Death by Sleeplessness

Death by Sleeplessness

A rare form of fatal insomnia has no cure

 

Life tip #271: remember to sleep. Sleep's good for you, kids. If you don't sleep, you're going to die. 

After about a year, that is. That's how long a human can stay awake before permanently shutting down. For what it's worth, most people don't make it that long without conking out for at least a little while. The body needs sleep to complete essential cell processes and the brain needs it to keep you from going completely off the rails. While sleep's purpose and functions are still in many ways mysterious to us, it's proven to be an indispensable biological function. And like food or water, people die without it.

Most insomniacs suffer an increased difficulty in falling asleep. Most clock only a few hours of unconsciousness per night, and some experience whole nights completely awake. It's rare for an individual to go multiple nights without any sleep at all, though; even if you're under extreme stress, the body tends to knock itself out for a bit if just to stay alive. While chronic insomniacs can experience unpleasant symptoms like hallucinations, blurring, and double vision, they rarely die from their condition. Their brains allow them at least the bare minimum of sleep needed for survival.

Work instruction: Revise the passage on fatal insomnia from "A rare form" up to and including "die without it.", replacing "a year" with "twelve months". The entries that follow aren't needed for anything here.

Stored data:

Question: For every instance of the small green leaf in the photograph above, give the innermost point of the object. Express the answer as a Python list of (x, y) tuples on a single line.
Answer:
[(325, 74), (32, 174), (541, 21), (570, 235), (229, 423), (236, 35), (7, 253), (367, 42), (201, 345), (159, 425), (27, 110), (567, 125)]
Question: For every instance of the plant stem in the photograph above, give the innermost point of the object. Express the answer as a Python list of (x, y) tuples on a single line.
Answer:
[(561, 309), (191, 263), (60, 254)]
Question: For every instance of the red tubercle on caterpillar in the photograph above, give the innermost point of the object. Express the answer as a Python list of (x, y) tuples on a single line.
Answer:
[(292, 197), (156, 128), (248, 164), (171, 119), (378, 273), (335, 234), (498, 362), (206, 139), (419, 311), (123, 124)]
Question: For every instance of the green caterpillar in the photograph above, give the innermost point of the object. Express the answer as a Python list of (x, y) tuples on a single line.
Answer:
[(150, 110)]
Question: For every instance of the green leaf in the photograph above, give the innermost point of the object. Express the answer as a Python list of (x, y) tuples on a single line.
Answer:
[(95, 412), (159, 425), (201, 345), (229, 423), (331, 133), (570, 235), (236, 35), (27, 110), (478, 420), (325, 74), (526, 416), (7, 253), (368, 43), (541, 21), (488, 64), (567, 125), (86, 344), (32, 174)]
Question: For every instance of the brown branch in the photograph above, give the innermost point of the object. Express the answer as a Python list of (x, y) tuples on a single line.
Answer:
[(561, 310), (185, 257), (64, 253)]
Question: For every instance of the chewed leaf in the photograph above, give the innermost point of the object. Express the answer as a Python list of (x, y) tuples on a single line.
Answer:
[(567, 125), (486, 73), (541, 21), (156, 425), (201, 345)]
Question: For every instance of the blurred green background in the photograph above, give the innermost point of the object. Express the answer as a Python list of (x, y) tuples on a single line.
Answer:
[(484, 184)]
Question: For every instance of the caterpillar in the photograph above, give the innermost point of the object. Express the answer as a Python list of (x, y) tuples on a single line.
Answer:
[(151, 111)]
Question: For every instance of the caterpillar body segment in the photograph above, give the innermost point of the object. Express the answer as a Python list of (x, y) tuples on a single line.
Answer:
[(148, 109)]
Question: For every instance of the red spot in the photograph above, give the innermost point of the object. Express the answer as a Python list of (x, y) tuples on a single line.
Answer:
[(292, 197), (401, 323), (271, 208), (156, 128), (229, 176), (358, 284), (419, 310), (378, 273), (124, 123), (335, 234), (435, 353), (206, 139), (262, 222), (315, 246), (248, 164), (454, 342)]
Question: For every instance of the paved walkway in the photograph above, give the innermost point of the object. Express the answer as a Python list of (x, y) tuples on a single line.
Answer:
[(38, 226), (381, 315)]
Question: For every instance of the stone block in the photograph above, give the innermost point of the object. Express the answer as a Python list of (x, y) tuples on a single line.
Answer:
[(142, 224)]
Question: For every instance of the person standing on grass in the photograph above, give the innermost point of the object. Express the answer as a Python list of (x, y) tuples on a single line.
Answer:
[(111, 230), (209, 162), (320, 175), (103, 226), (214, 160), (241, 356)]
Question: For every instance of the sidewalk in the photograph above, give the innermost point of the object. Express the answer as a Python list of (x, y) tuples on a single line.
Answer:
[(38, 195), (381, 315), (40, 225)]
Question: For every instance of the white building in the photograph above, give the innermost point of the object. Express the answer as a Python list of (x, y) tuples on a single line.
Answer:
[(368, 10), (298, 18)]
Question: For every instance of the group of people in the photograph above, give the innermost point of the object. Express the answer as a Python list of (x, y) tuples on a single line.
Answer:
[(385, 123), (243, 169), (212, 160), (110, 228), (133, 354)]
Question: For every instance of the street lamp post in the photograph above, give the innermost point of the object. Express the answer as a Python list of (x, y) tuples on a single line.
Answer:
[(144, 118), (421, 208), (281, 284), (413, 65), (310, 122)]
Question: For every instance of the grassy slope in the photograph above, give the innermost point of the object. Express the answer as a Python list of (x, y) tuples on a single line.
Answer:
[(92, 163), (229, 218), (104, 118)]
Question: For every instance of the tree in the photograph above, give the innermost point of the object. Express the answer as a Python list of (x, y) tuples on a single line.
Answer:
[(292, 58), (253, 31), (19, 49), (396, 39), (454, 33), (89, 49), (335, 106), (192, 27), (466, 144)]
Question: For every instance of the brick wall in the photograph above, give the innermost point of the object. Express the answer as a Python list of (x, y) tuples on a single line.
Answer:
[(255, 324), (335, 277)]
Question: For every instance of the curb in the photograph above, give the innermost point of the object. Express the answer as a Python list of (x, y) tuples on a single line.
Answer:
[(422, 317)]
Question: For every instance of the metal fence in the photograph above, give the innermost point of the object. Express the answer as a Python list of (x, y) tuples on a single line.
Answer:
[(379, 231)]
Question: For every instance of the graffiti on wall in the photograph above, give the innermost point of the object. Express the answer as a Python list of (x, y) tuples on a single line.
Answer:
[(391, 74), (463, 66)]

Solved exercise:
A rare form of fatal insomnia has no cure

 

Life tip #271: remember to sleep. Sleep's good for you, kids. If you don't sleep, you're going to die. 

After about twelve months, that is. That's how long a human can stay awake before permanently shutting down. For what it's worth, most people don't make it that long without conking out for at least a little while. The body needs sleep to complete essential cell processes and the brain needs it to keep you from going completely off the rails. While sleep's purpose and functions are still in many ways mysterious to us, it's proven to be an indispensable biological function. And like food or water, people die without it.